### Given text

# Angelfish vs Java Moss



## Pens_Fan (Nov 7, 2006)

I have two marble angelfish about 1 1/2" each. My boyfriend recently gave me java moss to attach to one of my decorative pillars, and the java moss is taking hold really well. The angelfish seem to find it quite a tasty treat, and tear it apart as if they were dogs. Is this normal? Are they going to do this to every plant I get to put inside my aquarium? I also have an Anubias Gracilis (African Spearhead) that they don't seem to have much interest in. :sad: 

Why are they so obsessed with my java moss? Is it because it's so stringy and easy to wrap their little mouths around?  

Anyone else experience this? Or are my angelfish just that aggressive? :boxing:


----------



## sarcare (Sep 10, 2006)

Your angelfish have little mouths? That'll change--mine are pigs, who open their big mouths as wide as possible.

Any way, they don't "eat" live plants that often--they will eat decaying leaves, or algae. But they like to "clean" leaves before they start spawning. Mine will clean the leaves of the melon sword when they are in the mood.


----------



## Pens_Fan (Nov 7, 2006)

sarcare said:


> Your angelfish have little mouths? That'll change--mine are pigs, who open their big mouths as wide as possible.
> 
> Any way, they don't "eat" live plants that often--they will eat decaying leaves, or algae. But they like to "clean" leaves before they start spawning. Mine will clean the leaves of the melon sword when they are in the mood.


Yes, right now they have little mouths, they're only an inch and half big. They don't seem to "eat" the java moss, they just seem to grab ahold of it with their mouths and shake their head (like a dog) and rip a little piece off and then chew on it for a second or two then spit it out. They do this repeatedly! Wouldn't you think if they tasted it the first time and didn't like it they wouldn't do it again and again? :crazy:

I also believe they're 2 males. They chase each other around the tank 24/7. :fencing:


----------



## JanS (Apr 14, 2004)

I guess mine sometimes mouthe the Taiwan moss too, but they don't hurt it a bit. Who knows what they're thinking....


----------



## sarcare (Sep 10, 2006)

That is very typical angel behavior--they like to pick at things. I had some stem plants floating in their tank once while I was waiting to plant them. The bottom of the bunch had some decaying leaves, and the angels nipped them all off, and would spit them out after they had their algae treat.

Angels can be agressive, they are Cichlids afterall. I just had to move an angel out of my 55g to a temp holding in a 20g. He'd been mangeled in a series of brawls, and one of his pec fins was torn. Poor baby. 

I have a 38g with a pair of angels, and once they established that pair they really stopped their agression to one another, but they can not have other angels in with them. They do like plants, though, not just to "clean" but to provide a place to hide and explore. Plus if there are agression issues it is good to have somewhere they can hide--and plants are good for that. They can uproot plants if they are not rooted or stuck down well--or maybe they just come up themselves.

As to their mouths--mine will come to the top of the tank and stick their open mouths out of the water to get food. The smaller ones I have, that are about the size of yours do this--plus they swipe the food from the corys and the pleco. Bad piggy angels


----------

### Things to do
1/ In the angelfish thread, how big does the first poster say the two marble angelfish are?
2/ List every plant that the angelfish thread names by a specific name.
3/ From the angelfish thread, write out the part that opens with the words containing "That is very" and closes with "their algae treat.".
The material comes from a different source than the thread.

### Dataset excerpt

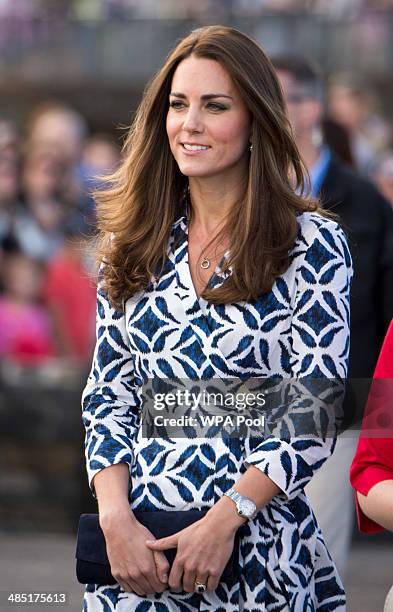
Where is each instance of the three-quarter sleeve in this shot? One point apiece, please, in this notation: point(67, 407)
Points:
point(319, 337)
point(110, 406)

### Solution list
1/ About 1 1/2 inches each.

2/ Java moss, Anubias Gracilis (African Spearhead), melon sword, Taiwan moss

3/
That is very typical angel behavior--they like to pick at things. I had some stem plants floating in their tank once while I was waiting to plant them. The bottom of the bunch had some decaying leaves, and the angels nipped them all off, and would spit them out after they had their algae treat.